● **DATA ENTRIES**:

=====

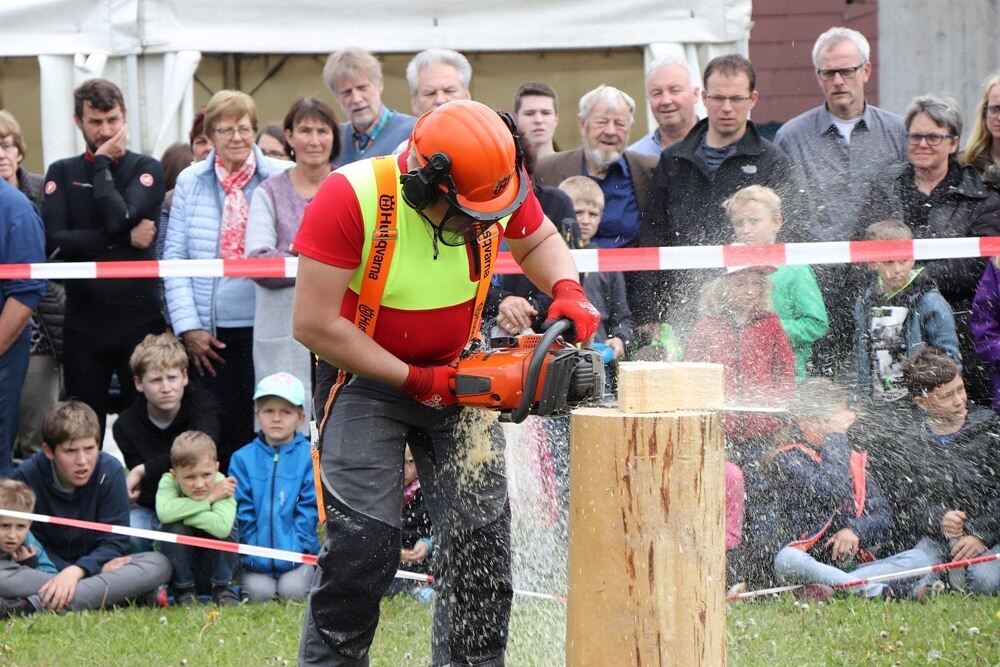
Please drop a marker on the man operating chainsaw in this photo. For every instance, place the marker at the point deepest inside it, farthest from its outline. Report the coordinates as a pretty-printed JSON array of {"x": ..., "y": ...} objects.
[{"x": 396, "y": 255}]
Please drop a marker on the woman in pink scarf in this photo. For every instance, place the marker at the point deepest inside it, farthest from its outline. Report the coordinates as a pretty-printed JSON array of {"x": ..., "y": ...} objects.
[{"x": 208, "y": 220}]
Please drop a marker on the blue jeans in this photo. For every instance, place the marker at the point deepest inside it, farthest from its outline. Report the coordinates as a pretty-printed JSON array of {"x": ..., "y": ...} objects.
[
  {"x": 794, "y": 566},
  {"x": 222, "y": 564},
  {"x": 983, "y": 578},
  {"x": 13, "y": 368}
]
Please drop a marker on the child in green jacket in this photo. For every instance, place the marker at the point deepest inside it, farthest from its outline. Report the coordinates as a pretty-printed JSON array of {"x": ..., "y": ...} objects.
[
  {"x": 194, "y": 498},
  {"x": 755, "y": 213}
]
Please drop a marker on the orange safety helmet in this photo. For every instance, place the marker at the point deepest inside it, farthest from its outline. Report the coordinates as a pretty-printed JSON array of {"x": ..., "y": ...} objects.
[{"x": 481, "y": 172}]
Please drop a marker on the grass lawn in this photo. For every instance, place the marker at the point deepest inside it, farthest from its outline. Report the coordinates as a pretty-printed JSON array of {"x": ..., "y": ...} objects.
[{"x": 949, "y": 630}]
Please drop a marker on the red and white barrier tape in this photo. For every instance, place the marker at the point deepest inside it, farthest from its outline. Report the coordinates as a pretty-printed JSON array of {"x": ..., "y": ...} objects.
[
  {"x": 877, "y": 579},
  {"x": 186, "y": 540},
  {"x": 218, "y": 545},
  {"x": 589, "y": 260}
]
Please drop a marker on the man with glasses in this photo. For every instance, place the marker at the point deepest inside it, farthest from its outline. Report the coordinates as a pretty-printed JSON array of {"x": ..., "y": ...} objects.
[
  {"x": 100, "y": 207},
  {"x": 723, "y": 153},
  {"x": 839, "y": 148},
  {"x": 354, "y": 77}
]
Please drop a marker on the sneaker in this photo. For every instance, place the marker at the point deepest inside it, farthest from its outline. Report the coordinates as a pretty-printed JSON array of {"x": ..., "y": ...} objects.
[
  {"x": 184, "y": 596},
  {"x": 224, "y": 596},
  {"x": 158, "y": 597},
  {"x": 12, "y": 607},
  {"x": 814, "y": 592}
]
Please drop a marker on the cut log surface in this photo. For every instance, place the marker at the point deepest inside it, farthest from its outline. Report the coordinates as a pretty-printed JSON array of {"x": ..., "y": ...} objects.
[
  {"x": 656, "y": 386},
  {"x": 646, "y": 538}
]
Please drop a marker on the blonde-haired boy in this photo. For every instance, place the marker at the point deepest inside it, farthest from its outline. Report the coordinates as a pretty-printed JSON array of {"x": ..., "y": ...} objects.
[
  {"x": 165, "y": 407},
  {"x": 19, "y": 550},
  {"x": 605, "y": 289},
  {"x": 194, "y": 498},
  {"x": 73, "y": 479},
  {"x": 755, "y": 215}
]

=====

● **SET PROBLEM**: Please render every line of the listing above as a JSON list of strings, one string per line, leaving out blank lines and the pictures.

● **SOLVED EXERCISE**:
[
  "Please drop a marker on the man operating chainsaw in this photo. For every instance, place the marker at the point deepest inside it, farthest from its outline. Report the coordinates as a pretty-printed JSON array of {\"x\": ..., \"y\": ...} objects.",
  "[{\"x\": 396, \"y\": 255}]",
  "Please drop a marker on the woman in pink scarf in this photo. For every instance, place the marker at the point deepest inside it, farthest from its outline. Report the coordinates as a pretty-printed JSON array of {\"x\": ..., \"y\": ...} objects.",
  "[{\"x\": 208, \"y\": 220}]",
  "Please drop a marker on the blue jeans in this photo. For every instance, place the marker at the point deepest inside it, farthest from its outline. Report the coordinates as a pretty-printed JSON array of {\"x\": ..., \"y\": ...} objects.",
  "[",
  "  {\"x\": 794, \"y\": 566},",
  "  {\"x\": 222, \"y\": 564},",
  "  {\"x\": 983, \"y\": 578},",
  "  {\"x\": 13, \"y\": 368}",
  "]",
  "Please drop a marker on the child in green jacket in this photo. For every instance, place the marker at the point deepest inside it, farthest from its outline. Report the coordinates as a pretty-printed JSON array of {\"x\": ..., \"y\": ...} objects.",
  "[",
  "  {\"x\": 194, \"y\": 498},",
  "  {\"x\": 755, \"y\": 213}",
  "]",
  "Please drop a marker on the orange safety helmet in this photo. For every instance, place the marker at the point deepest inside it, farthest from its outline. Report the coordinates as a pretty-printed JSON array of {\"x\": ..., \"y\": ...} objects.",
  "[{\"x\": 481, \"y\": 172}]",
  "Please drop a marker on the grass lawn in this photo. For every instance, place the marker at the point deepest inside it, farthest from its outline. Report the coordinates as a pretty-printed JSON array of {\"x\": ..., \"y\": ...} objects.",
  "[{\"x\": 949, \"y\": 630}]",
  "Please drop a marker on the red and white barrier tape in this photo. For every instance, place the marker at the point deepest inside it, farthest from its outline. Report the coordinates as a pretty-printed JSON array of {\"x\": ..., \"y\": ...} objects.",
  "[",
  "  {\"x\": 877, \"y\": 579},",
  "  {\"x\": 186, \"y\": 540},",
  "  {\"x\": 218, \"y\": 545},",
  "  {\"x\": 589, \"y\": 260}",
  "]",
  "Please drop a marker on the man with glasses in this photo. For every instance, place the marker at the point deepest inside it, farthest from its outline. Report the coordinates as a pretty-printed JSON array of {\"x\": ..., \"y\": ...} objects.",
  "[",
  "  {\"x\": 100, \"y\": 207},",
  "  {\"x\": 723, \"y\": 153},",
  "  {\"x\": 839, \"y\": 148},",
  "  {\"x\": 354, \"y\": 77}",
  "]",
  "Please drop a marker on the sneaker in this photo. For every instance, place the marker at the point deepest inside it, farthest from its outline. Report the coordinates as a pretty-printed JSON array of {\"x\": ..., \"y\": ...} objects.",
  "[",
  "  {\"x\": 184, \"y\": 596},",
  "  {\"x\": 224, \"y\": 596},",
  "  {\"x\": 158, \"y\": 597},",
  "  {\"x\": 12, \"y\": 607},",
  "  {\"x\": 814, \"y\": 592}",
  "]",
  "Please drop a marker on the cut log surface in this photo. For every instance, place the marker at the point deepest inside it, farthest from its outline. Report the coordinates as a pretty-printed JSON array of {\"x\": ..., \"y\": ...} objects.",
  "[",
  "  {\"x\": 656, \"y\": 386},",
  "  {\"x\": 646, \"y\": 538}",
  "]",
  "Please drop a marker on the blonde-haired boy in this photo. For every instance, place the marker at the point deepest inside it, farthest from its outline. Report the coordinates as a pretty-printed JSON array of {\"x\": ..., \"y\": ...} objects.",
  "[",
  "  {\"x\": 165, \"y\": 407},",
  "  {\"x\": 19, \"y\": 550},",
  "  {\"x\": 605, \"y\": 289},",
  "  {\"x\": 194, \"y\": 498},",
  "  {\"x\": 73, \"y\": 479},",
  "  {\"x\": 755, \"y\": 215}",
  "]"
]